The exercise. Can you rewrite all of the records below, changing "Put one point per instance" to "Mark each instance with a single point" wherever it occurs and leaving everything else as it is?

[Dataset rows showing where objects appear]
──────────────────────────────

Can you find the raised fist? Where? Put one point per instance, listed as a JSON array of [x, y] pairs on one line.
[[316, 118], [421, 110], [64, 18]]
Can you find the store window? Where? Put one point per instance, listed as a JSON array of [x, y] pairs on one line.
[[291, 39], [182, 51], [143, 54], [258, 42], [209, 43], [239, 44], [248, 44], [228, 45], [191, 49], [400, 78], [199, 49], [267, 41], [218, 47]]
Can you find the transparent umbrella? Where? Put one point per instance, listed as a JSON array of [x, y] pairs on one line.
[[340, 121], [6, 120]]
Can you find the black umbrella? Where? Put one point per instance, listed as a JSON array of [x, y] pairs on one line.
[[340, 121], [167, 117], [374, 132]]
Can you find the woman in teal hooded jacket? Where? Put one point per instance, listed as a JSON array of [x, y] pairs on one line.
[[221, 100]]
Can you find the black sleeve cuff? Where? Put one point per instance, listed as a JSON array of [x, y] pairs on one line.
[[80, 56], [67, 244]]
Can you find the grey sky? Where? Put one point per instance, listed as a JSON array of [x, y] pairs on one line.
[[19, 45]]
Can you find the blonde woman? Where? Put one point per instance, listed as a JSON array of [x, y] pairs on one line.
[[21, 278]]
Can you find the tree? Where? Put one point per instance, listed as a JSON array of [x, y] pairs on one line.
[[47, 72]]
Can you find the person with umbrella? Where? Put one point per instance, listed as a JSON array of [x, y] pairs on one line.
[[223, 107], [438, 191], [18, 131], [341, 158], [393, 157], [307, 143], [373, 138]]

──────────────────────────────

Response below.
Can you find the raised fist? Where? Mark each instance with a single point, listed as a JSON array of [x, y] pairs on one line.
[[316, 118], [421, 110], [64, 18]]
Can you find the store window? Where? Mark each instance with a single point, listed as a JSON array of [x, y] pairs on one line.
[[291, 39], [182, 51], [143, 54], [258, 42], [209, 43], [239, 44], [248, 44], [228, 45], [191, 49], [400, 78], [199, 49], [267, 41], [218, 47]]
Can you find the transparent umbrella? Where? Mark each instance with a single point, listed as a JSON array of [x, y] pairs on one line.
[[340, 121], [6, 120]]
Can you find the black umbrella? Where? Mark each instance with a single point, listed as a JSON array of [x, y] pairs on one line.
[[340, 121], [167, 117], [374, 132]]
Can you find the woman in teal hooded jacket? Where? Mark each instance with a single point, listed as a JSON array of [x, y] pairs on one line.
[[221, 100]]
Can you find the black sleeve cuff? Where? Mark each instance with a single point, listed as a JSON array of [x, y] pairs on one line.
[[80, 56], [67, 244]]
Can you find the grey sky? Where? Mark each instance with a single point, listed as a JSON array of [x, y] pairs on one line.
[[19, 45]]
Can you find the blonde woman? Where? Mark each instance with a single point, listed as a JSON array of [x, y] pairs on one line.
[[21, 278]]
Can you find the tree? Where? Mark each instance with a single point, listed as a JSON array of [x, y] pairs on one line.
[[47, 72]]
Can you find the person with umbrella? Where? Mark each instance with a single point, listed as a JSON array of [x, y] pairs on one line.
[[223, 107], [438, 191], [18, 131], [341, 158], [393, 157], [307, 143], [373, 138]]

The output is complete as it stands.